Records for processing:
+--

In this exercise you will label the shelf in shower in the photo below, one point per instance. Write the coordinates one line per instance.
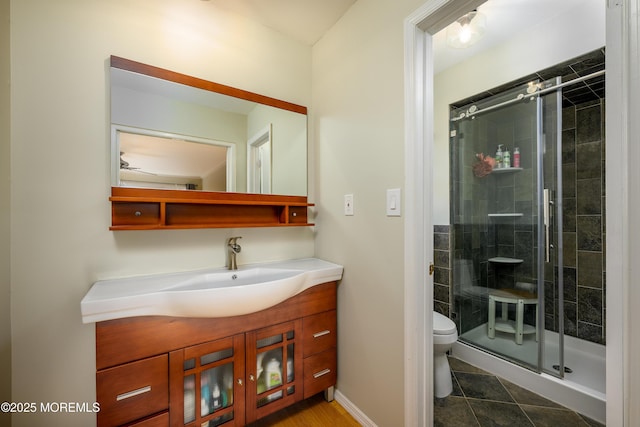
(505, 260)
(506, 170)
(506, 215)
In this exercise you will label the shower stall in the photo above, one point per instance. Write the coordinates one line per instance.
(527, 222)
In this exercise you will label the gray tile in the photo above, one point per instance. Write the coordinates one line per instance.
(569, 180)
(441, 258)
(441, 228)
(453, 412)
(550, 417)
(590, 422)
(480, 386)
(589, 160)
(588, 124)
(591, 332)
(589, 197)
(458, 365)
(569, 250)
(499, 414)
(590, 305)
(569, 146)
(441, 293)
(441, 241)
(569, 214)
(524, 396)
(589, 233)
(590, 269)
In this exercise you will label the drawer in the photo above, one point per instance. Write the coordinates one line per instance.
(160, 420)
(319, 372)
(319, 332)
(135, 213)
(132, 391)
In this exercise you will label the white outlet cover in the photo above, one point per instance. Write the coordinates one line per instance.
(348, 204)
(394, 202)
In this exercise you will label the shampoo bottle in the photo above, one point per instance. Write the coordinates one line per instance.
(499, 156)
(216, 398)
(506, 159)
(204, 397)
(274, 374)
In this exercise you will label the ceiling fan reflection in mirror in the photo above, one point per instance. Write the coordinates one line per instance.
(124, 165)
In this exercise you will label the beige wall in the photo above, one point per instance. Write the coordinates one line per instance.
(5, 229)
(60, 170)
(358, 121)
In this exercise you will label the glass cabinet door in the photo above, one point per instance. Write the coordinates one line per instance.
(209, 376)
(274, 368)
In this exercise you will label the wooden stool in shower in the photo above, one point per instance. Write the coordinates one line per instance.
(511, 296)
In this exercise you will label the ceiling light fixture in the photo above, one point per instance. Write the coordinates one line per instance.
(467, 30)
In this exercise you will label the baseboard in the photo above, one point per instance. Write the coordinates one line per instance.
(353, 410)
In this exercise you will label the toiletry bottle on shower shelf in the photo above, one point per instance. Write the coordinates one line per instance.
(216, 398)
(499, 156)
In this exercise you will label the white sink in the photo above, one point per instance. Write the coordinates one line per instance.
(206, 293)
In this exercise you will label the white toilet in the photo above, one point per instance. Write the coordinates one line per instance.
(444, 335)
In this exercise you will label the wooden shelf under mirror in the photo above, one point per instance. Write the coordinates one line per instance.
(150, 209)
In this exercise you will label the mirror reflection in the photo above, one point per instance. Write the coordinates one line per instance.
(174, 136)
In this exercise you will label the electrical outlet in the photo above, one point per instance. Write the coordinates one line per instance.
(348, 204)
(394, 202)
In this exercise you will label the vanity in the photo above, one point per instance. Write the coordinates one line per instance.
(206, 369)
(212, 347)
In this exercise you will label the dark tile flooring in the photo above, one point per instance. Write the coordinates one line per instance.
(482, 399)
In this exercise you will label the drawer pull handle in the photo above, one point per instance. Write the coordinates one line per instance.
(321, 373)
(133, 393)
(320, 334)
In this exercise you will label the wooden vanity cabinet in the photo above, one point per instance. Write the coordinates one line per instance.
(155, 371)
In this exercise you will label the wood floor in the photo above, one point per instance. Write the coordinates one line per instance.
(311, 412)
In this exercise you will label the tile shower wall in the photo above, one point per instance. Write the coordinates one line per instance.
(583, 166)
(584, 234)
(442, 294)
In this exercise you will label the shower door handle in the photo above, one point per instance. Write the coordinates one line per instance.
(547, 224)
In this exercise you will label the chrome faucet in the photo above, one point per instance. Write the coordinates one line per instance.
(233, 248)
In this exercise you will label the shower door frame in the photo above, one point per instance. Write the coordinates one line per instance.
(548, 207)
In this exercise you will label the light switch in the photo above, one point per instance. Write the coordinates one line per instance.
(348, 204)
(394, 202)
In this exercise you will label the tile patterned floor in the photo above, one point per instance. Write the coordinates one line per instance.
(480, 399)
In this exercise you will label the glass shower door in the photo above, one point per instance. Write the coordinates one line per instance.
(499, 234)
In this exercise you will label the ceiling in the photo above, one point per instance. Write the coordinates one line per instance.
(308, 20)
(303, 20)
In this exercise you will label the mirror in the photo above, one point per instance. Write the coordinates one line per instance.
(172, 131)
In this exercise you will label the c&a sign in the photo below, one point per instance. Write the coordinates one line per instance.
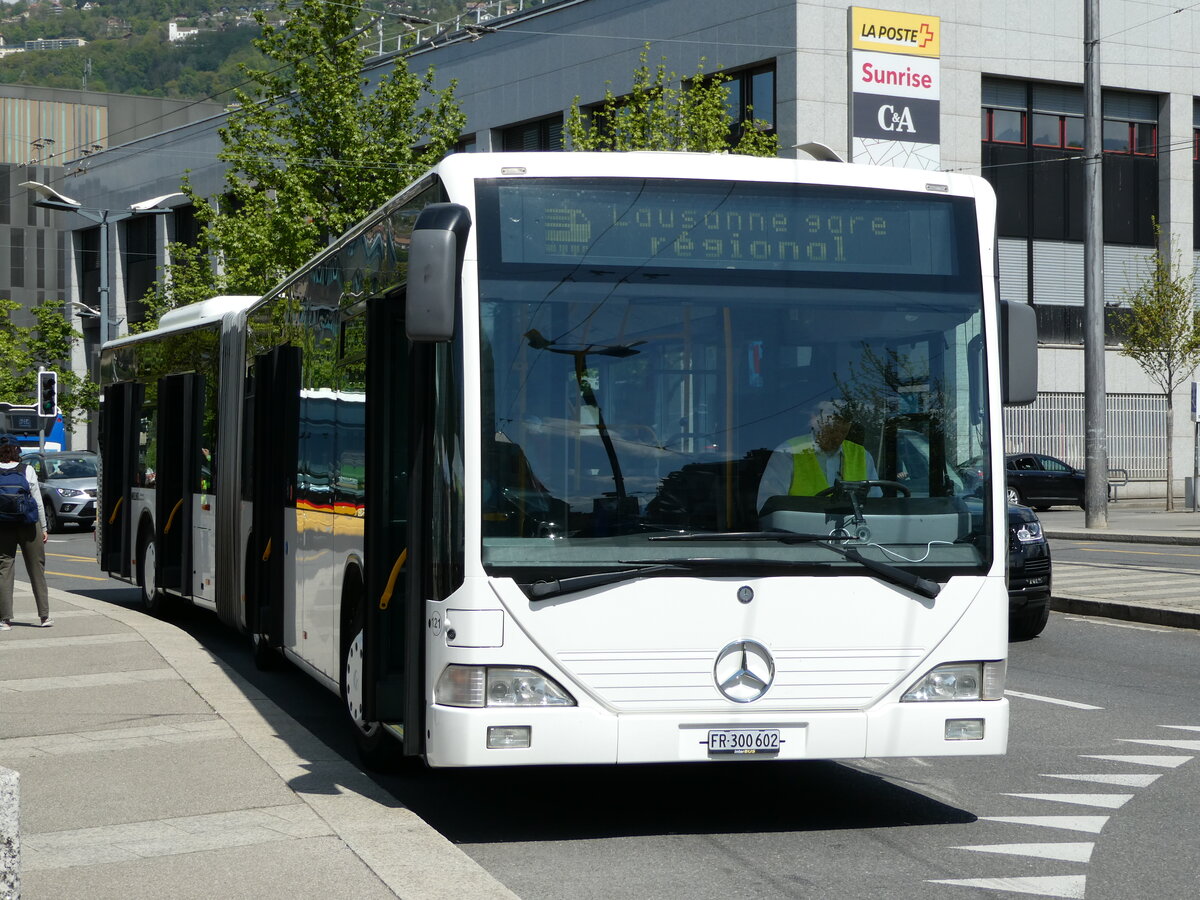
(894, 88)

+--

What is asked: Repeat the material from the line containing "In this exercise you will label the chrome" through its end, keeping the requests but leaving out the pictures. In the answers, multiply every coordinate by 2.3 and round it to a whole number, rounding halves up.

Complete output:
In this exercise you will label the chrome faucet in the photo above, one point per instance. Write the coordinates one line per instance.
(536, 570)
In this exercise you will label the shower door frame in the photo above, one point per instance. Write the coordinates one line per instance.
(1260, 476)
In this exercise you will label the light switch in the photo above, one point per instance. Write the coordinates one line per instance.
(800, 469)
(906, 465)
In this exercise you will label the tile patterned floor in the photo above, one point per instance. Write the coordinates one line per instance.
(1104, 918)
In this exercise you will label the glass shower door in the photo above, one point per instance. Write the coordinates one line per instance.
(1148, 538)
In this exercise you will label the ceiling in the photo above, one point per instance. Write the coordinates one line per instance.
(708, 46)
(697, 46)
In this exercise you will label the mirror in the photo above, one point per instance. Write the coordinates one line per instance.
(396, 301)
In this exercise you will label the c&a sign in the photo below, one point per instance. Write the coordinates one line per instance.
(2056, 202)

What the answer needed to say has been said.